[Task goal]
From the line containing "of the spruce" to the end of the listing, write out every line exactly; leave out everything else.

[Point-based annotation data]
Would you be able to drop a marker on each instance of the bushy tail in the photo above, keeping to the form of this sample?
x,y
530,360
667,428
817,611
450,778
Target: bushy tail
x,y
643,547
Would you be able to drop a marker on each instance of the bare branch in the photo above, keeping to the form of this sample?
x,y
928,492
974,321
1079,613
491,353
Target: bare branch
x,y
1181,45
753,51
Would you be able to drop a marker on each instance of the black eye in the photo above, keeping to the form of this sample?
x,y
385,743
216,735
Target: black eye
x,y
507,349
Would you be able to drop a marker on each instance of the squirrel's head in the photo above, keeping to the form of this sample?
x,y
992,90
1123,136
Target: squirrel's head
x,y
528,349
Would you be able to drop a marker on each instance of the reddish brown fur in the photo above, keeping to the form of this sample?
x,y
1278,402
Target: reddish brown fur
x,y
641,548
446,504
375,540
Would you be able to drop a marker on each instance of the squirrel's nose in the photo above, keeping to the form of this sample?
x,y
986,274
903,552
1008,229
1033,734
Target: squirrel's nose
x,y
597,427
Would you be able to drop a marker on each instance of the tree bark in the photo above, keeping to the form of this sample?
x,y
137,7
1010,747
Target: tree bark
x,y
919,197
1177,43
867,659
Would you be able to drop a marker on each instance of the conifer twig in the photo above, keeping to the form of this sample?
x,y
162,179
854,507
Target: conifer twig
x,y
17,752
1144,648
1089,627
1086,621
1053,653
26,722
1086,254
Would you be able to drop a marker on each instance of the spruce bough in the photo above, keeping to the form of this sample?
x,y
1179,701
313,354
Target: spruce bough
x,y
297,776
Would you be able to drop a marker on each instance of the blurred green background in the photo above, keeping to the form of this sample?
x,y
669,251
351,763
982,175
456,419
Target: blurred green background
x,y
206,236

[Expected output]
Would you be able to drop a marker on each instance of the spruce bough in the photo above, keeping to the form of this sample?
x,y
1179,701
313,354
Target: spruce bough
x,y
297,776
Would you be able to drop a marker on each instance of the blurred green background in the photo above, keeping to the form of this sample?
x,y
669,251
351,763
982,175
456,419
Target: blurred green background
x,y
206,236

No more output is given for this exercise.